**WORK TO COMPLETE:**
Could you print, word for word, the stretch of the inflation article below that begins with "The US inflation" and stops after "sooner than expected."?

**PAGE EXCERPT:**
= = = = = = =
- Central banks should not reverse government asset purchases.
- The crypto market has been in red this December.
The US inflation rate just hit 6.8%, the highest in over 40 years, placing pressure on the country’s central banks. Everyone wants to know whether this inflation is transitory or permanent. Persistent problems need less robust solutions. Central banks should not reverse government asset purchases that aided various nations during the COVID economic shock.
The central bankers’ public statements speak to the difficult decisions ahead. According to Federal Reserve Chair Jay Powell, the strong US economy and rising inflation may push the Fed to “taper” its QE asset purchases sooner than expected.
Global Supply Disruption a Major Cause
The recent spike in costs is not as extreme as that experienced in the 1970s and early 1980s. This is one of the biggest surprises since the Bank of England became independent, and the European Central Bank was created.
= = = = = = =
**INFORMATION SUPPLIED:**
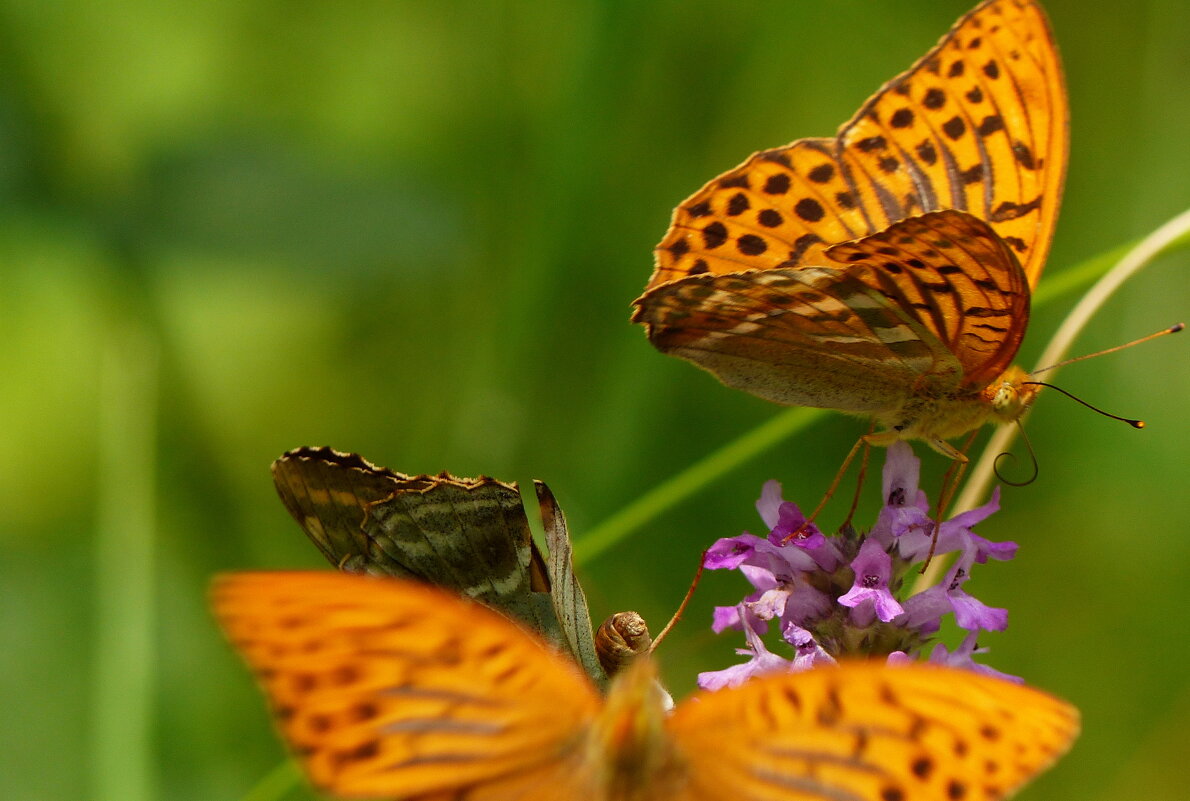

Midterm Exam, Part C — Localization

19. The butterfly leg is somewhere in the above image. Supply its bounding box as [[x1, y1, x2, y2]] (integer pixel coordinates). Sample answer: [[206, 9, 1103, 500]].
= = = = = = =
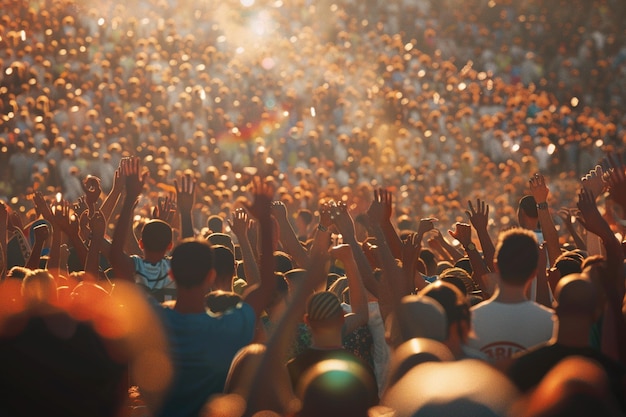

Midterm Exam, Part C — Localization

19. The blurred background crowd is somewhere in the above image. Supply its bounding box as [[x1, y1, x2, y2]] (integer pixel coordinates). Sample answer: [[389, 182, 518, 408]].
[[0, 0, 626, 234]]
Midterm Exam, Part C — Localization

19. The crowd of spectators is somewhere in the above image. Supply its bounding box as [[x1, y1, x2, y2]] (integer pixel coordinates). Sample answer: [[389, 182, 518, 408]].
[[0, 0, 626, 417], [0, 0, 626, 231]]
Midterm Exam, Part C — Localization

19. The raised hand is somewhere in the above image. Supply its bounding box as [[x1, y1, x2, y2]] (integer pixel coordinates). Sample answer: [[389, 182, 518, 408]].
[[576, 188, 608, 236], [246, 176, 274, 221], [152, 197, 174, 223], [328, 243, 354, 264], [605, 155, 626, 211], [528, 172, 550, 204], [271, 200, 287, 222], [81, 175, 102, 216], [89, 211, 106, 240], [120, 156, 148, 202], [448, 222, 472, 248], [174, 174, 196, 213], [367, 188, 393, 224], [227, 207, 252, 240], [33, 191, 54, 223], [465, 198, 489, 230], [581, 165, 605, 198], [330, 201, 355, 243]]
= = = = = = =
**FINISHED EXERCISE:**
The US inflation rate just hit 6.8%, the highest in over 40 years, placing pressure on the country’s central banks. Everyone wants to know whether this inflation is transitory or permanent. Persistent problems need less robust solutions. Central banks should not reverse government asset purchases that aided various nations during the COVID economic shock.
The central bankers’ public statements speak to the difficult decisions ahead. According to Federal Reserve Chair Jay Powell, the strong US economy and rising inflation may push the Fed to “taper” its QE asset purchases sooner than expected.